### TEXT SEGMENT
Last week, the Aldersgate Group published a report highlighting the economic benefits, but also barriers to improving the resource efficiency of the economy in the EU and the UK.
The reports were based on business trials that the Aldersgate Group has been involved in as part of the EU-funded REBus initiative. REBus set up 26 trials in the UK and the Netherlands involving government bodies and businesses of all sizes. The aim of the trials was to help organisations develop business models that would cut our resource use and identify the barriers that are currently preventing businesses from progressing in this area.
Pilot projects took place in economic sectors worth around €350bn (£300bn) to the EU economy, including the construction, ICT, textile, catering, carpeting and electrical product sectors. They ranged from SMEs such as iPower, installing small-scale fuel cells in social housing, to UniGreenScheme, collecting and reselling used scientific equipment from UK universities, to the Dutch Ministry of Defence (main picture), putting in place a textile-recovery scheme on 1m kg of soldiers’ clothing.
Three years in, the business pilots have already delivered financial savings worth €5.6m, reduced material consumption by more than 62,500 tonnes and cut carbon emissions by just under 2,000 tonnes. When one considers that many of the pilot projects involved SMEs, this is a significant achievement.
A £76bn prize
WRAP, one of the REBus project partners, estimates that replicating the resource-efficiency initiatives put in place by the different pilot projects across their respective economic sectors could increase the EU economy’s gross value added by up to €324bn by 2030. In the case of the UK, the benefits could be up to £76bn by that date.

### PROBLEMS TO SOLVE
1. In the article on the REBus resource-efficiency trials, how many trials did REBus set up, and in which countries?
2. Continue the article on the REBus resource-efficiency trials from its final sentence.
The data items aren't needed for either task.

Data items:

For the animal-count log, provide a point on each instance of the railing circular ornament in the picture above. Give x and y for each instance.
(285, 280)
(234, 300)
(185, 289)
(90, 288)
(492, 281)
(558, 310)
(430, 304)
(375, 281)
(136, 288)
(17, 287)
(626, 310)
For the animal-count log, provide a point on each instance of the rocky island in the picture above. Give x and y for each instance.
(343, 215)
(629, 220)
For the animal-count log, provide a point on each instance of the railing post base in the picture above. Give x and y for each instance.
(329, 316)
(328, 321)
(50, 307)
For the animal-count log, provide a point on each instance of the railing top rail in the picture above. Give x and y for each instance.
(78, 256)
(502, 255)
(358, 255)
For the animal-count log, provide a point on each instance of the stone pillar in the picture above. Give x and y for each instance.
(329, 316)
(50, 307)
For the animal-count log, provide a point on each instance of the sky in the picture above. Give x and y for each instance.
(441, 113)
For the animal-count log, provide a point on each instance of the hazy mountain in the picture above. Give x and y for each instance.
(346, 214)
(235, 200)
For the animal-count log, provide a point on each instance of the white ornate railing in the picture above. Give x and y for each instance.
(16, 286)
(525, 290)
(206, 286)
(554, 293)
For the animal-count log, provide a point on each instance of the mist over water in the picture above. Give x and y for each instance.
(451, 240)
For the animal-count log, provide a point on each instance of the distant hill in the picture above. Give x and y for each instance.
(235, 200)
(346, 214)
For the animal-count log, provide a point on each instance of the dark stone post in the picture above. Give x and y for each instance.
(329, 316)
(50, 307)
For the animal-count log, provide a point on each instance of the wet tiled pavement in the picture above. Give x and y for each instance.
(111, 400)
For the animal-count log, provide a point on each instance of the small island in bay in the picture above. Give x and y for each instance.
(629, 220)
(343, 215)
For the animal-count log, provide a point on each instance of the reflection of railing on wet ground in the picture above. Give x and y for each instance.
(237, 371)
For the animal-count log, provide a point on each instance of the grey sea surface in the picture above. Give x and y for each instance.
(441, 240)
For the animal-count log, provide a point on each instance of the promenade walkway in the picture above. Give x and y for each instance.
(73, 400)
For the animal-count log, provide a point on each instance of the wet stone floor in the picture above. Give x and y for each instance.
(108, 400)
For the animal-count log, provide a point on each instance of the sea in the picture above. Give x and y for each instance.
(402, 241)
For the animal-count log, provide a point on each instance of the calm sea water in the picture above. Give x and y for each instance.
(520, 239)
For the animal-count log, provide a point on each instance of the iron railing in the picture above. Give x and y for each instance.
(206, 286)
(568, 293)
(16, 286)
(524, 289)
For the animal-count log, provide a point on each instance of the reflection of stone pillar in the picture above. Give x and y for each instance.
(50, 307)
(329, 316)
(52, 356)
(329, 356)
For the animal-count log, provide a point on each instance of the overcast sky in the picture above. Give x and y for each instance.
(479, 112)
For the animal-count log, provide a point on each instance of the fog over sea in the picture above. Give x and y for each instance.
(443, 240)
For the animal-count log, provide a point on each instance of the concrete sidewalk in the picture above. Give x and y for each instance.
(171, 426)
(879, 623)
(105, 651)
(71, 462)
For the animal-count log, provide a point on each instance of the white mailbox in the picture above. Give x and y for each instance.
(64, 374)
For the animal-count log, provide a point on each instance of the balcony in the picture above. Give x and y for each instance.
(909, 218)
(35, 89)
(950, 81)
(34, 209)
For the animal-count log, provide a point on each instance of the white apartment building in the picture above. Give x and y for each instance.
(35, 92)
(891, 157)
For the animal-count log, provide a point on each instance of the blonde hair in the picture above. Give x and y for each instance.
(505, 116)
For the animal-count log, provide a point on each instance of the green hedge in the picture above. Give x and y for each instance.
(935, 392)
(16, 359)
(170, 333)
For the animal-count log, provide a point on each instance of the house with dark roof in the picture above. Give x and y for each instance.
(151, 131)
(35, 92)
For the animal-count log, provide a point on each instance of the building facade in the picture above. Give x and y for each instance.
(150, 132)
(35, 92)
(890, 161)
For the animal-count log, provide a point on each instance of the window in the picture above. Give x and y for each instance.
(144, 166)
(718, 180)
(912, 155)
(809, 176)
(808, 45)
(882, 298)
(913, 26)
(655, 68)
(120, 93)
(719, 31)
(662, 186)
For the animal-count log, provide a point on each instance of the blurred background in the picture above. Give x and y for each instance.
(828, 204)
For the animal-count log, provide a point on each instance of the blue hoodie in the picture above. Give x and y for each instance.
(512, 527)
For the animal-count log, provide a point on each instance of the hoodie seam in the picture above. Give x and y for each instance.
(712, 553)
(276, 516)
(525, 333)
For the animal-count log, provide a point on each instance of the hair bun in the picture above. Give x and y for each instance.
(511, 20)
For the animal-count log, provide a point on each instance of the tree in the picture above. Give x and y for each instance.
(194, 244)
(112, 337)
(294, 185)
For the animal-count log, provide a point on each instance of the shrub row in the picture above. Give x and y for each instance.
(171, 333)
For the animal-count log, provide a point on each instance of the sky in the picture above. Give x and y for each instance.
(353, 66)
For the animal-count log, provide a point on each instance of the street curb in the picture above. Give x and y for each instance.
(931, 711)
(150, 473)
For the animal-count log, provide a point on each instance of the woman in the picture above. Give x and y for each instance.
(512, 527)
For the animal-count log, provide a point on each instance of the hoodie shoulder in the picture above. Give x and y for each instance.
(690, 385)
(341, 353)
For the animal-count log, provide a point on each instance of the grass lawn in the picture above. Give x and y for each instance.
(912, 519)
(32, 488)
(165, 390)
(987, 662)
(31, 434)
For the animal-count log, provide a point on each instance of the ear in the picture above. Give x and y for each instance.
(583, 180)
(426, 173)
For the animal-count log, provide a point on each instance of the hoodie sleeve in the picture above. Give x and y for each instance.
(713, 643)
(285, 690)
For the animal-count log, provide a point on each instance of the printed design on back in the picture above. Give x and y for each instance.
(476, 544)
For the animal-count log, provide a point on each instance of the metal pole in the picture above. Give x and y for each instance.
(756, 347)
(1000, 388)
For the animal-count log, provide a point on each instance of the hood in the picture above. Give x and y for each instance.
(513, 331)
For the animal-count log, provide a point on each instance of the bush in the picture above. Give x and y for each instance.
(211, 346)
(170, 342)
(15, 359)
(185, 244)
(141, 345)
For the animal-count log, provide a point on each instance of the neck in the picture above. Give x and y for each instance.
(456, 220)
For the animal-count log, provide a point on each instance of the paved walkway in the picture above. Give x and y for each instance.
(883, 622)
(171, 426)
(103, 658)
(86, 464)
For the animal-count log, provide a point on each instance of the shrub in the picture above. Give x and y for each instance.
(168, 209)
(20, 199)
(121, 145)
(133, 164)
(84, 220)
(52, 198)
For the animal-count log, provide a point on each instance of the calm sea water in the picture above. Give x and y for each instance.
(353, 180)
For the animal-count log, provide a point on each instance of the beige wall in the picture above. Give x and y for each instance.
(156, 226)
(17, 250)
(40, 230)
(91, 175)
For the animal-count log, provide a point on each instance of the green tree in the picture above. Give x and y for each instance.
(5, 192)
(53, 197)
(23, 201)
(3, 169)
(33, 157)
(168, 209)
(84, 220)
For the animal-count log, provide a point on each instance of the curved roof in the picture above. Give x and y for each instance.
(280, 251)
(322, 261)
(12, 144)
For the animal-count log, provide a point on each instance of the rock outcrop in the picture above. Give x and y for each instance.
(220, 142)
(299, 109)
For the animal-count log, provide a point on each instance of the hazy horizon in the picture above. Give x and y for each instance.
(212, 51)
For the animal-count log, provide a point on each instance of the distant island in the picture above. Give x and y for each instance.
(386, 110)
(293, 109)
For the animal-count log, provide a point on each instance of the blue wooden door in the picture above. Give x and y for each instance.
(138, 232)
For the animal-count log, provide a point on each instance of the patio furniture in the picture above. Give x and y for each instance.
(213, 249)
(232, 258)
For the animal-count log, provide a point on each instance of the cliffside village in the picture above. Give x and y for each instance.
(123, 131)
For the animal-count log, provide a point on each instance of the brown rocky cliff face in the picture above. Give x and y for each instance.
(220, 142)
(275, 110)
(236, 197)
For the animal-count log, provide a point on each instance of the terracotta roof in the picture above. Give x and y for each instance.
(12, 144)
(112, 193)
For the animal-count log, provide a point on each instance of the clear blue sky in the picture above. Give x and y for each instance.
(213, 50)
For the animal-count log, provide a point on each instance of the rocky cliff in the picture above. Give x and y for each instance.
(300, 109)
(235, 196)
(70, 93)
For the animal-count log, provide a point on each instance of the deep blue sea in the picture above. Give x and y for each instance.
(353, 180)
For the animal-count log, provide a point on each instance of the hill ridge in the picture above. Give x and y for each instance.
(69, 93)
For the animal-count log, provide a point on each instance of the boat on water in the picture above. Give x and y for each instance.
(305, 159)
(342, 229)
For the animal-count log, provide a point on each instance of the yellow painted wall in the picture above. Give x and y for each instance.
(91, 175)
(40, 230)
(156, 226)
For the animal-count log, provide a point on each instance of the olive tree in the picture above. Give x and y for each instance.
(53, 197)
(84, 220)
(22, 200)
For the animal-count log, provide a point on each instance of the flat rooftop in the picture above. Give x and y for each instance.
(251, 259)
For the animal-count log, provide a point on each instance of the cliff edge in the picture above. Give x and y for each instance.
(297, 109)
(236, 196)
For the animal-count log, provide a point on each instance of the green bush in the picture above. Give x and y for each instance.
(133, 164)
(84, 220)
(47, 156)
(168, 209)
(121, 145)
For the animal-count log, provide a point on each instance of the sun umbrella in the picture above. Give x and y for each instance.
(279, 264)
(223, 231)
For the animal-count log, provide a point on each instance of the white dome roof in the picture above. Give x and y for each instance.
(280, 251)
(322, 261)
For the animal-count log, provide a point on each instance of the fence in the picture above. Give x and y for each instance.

### ANSWERS FOR THE TASKS
1. REBus set up 26 trials in the UK and the Netherlands.

2.
As it prepares to leave the EU, the UK will need to put some bold policies in place if it is to tap into these benefits. This is all the more urgent as the EU is currently developing a comprehensive set of measures to improve the resource efficiency of the EU economy through its Circular Economy Package.
A future UK policy would need to be backed by departments across Whitehall. One clear lesson from the REBus pilot projects is that business models that are more resource-efficient do not only reduce material consumption; they also improve business’ competitiveness, reduce carbon emissions and cut the use of other key commodities, such as water.
Key measures should include introducing standards that require products to be designed in a way that they are more durable, easier to repair and easier to disassemble at the end of their lives. This is critical to reducing waste and ensuring that viable materials can be recovered at the end of a product’s life and re-used to manufacture another product. Such standards would also be in the interest of consumers, who would benefit from better quality and longer-lasting products.